Benimle yarışmak cesaret ister
DTO Başkanı Metin Kalkavan, "Bizim en zayıf ve belki de en kötü olduğumuz nokta, yaptıklarımızı anlatamama veya pazarlayamamamız" dedi.
YAYINLAMA
GÜNCELLEME
İSTANBUL - Deniz Ticaret Odası (DTO) Mart Ayı Olağan Meclis Toplantısı'nın gündeminde yine seçimler vardı.
DTO Başkanı Metin Kalkavan, geçen ayki toplantıda olduğu gibi bu ay da rakibi Salih Zeki Çakır'ın ithamlarına çok sert cevap verdi. Salih Zeki Çakır'ın yaptığı basın açıklamalarından yola çıkarak, kendilerini rahatsız eden ifadelere karşılık veren Kalkavan, "Bunlara saatlerce cevap versem bitmez, onun için bir kısmına da gelecek ay cevap vereceğim" dedi. Deniz Ticaret Odası'nda meclislerin kabul etmediği bir şeyin geçmeyeceğinin altını çizen Kalkavan, "Ben o açıdan hepinize tek tek teşekkür ediyorum. Burada başarı varsa hepimizindir. Başarısızlık varsa da hepimizindir. Başkanlar yarışmıyor, ekipler yarışıyor. 24 Kasım'dan bu yana seçim başladığından beri, büyük bir itibarsızlaştırılma devam ediyor. Bizim itiraz ettiğimiz bu" dedi.

━━━━━━

- [Görev Tanımı 1]:
Kayıtlarda "mountain" dizesini barındıran tüm satırları döndürünüz.
Seçilen metin ile kayıtlar arasında herhangi bir bağlantı bulunmamaktadır.

━━━━━━

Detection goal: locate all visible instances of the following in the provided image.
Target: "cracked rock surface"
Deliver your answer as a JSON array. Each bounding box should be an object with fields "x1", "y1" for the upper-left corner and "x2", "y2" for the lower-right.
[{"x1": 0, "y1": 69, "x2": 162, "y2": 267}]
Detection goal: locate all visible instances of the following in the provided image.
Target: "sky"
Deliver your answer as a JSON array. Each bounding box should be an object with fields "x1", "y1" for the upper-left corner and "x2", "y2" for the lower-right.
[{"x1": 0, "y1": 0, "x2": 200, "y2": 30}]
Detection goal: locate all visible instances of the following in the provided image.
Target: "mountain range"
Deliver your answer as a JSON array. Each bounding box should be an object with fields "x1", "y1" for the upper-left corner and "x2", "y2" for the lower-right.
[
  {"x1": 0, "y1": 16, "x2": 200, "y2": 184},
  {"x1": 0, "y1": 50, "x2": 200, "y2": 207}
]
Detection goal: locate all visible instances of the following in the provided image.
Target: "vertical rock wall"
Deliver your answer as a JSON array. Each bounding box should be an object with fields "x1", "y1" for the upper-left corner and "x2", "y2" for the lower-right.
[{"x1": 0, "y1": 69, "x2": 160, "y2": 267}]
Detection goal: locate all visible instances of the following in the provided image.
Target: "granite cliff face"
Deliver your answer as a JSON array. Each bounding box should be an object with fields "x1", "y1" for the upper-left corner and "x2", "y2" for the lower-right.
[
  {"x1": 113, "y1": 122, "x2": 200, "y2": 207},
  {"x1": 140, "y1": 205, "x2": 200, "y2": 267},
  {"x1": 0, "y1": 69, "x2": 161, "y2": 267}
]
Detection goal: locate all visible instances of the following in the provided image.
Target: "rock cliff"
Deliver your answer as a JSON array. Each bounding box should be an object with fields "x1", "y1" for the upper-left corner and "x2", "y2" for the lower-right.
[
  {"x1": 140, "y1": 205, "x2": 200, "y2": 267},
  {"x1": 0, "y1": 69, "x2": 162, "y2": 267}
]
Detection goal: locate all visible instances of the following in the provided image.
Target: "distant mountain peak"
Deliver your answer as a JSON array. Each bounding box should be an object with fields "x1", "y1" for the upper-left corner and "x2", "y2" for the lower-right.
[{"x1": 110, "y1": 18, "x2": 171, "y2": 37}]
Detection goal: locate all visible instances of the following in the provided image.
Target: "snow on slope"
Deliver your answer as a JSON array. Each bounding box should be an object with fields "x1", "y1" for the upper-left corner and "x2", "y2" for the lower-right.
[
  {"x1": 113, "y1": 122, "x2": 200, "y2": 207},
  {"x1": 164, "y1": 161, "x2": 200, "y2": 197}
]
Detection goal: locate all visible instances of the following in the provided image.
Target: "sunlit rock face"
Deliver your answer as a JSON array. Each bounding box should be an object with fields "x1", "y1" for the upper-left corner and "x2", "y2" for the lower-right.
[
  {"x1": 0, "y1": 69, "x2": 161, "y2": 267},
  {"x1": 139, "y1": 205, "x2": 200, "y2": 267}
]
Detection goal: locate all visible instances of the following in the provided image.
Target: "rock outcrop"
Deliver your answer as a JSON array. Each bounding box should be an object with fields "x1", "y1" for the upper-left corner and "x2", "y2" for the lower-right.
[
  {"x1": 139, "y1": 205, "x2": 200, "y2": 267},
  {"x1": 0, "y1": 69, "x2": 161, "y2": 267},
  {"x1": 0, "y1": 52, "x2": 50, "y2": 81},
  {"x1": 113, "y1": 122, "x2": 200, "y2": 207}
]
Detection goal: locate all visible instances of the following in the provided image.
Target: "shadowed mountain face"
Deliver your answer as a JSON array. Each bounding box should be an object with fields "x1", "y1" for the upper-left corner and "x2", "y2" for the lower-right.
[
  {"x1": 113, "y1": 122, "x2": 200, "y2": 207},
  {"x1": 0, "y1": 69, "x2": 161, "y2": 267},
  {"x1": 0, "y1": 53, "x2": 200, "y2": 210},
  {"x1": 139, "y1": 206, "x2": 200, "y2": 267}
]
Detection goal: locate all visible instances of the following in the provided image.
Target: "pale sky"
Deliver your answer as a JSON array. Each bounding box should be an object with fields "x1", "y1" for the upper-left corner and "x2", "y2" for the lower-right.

━━━━━━

- [Görev Tanımı 2]:
Seçilen metne göre aşağıdaki soruları yanıtlayınız.
(a) Gündeminde yine seçimlerin bulunduğu toplantının adı nedir?
(b) Metin Kalkavan'ın rakibinin adı nedir?
(c) Kalkavan'a göre seçim hangi tarihten bu yana sürmektedir?

- [Beklenen Çıktı 1]:
Target: "mountain range"
Target: "distant mountain peak"
Target: "shadowed mountain face"

- [Beklenen Çıktı 2]:
(a) Deniz Ticaret Odası (DTO) Mart Ayı Olağan Meclis Toplantısı
(b) Salih Zeki Çakır
(c) 24 Kasım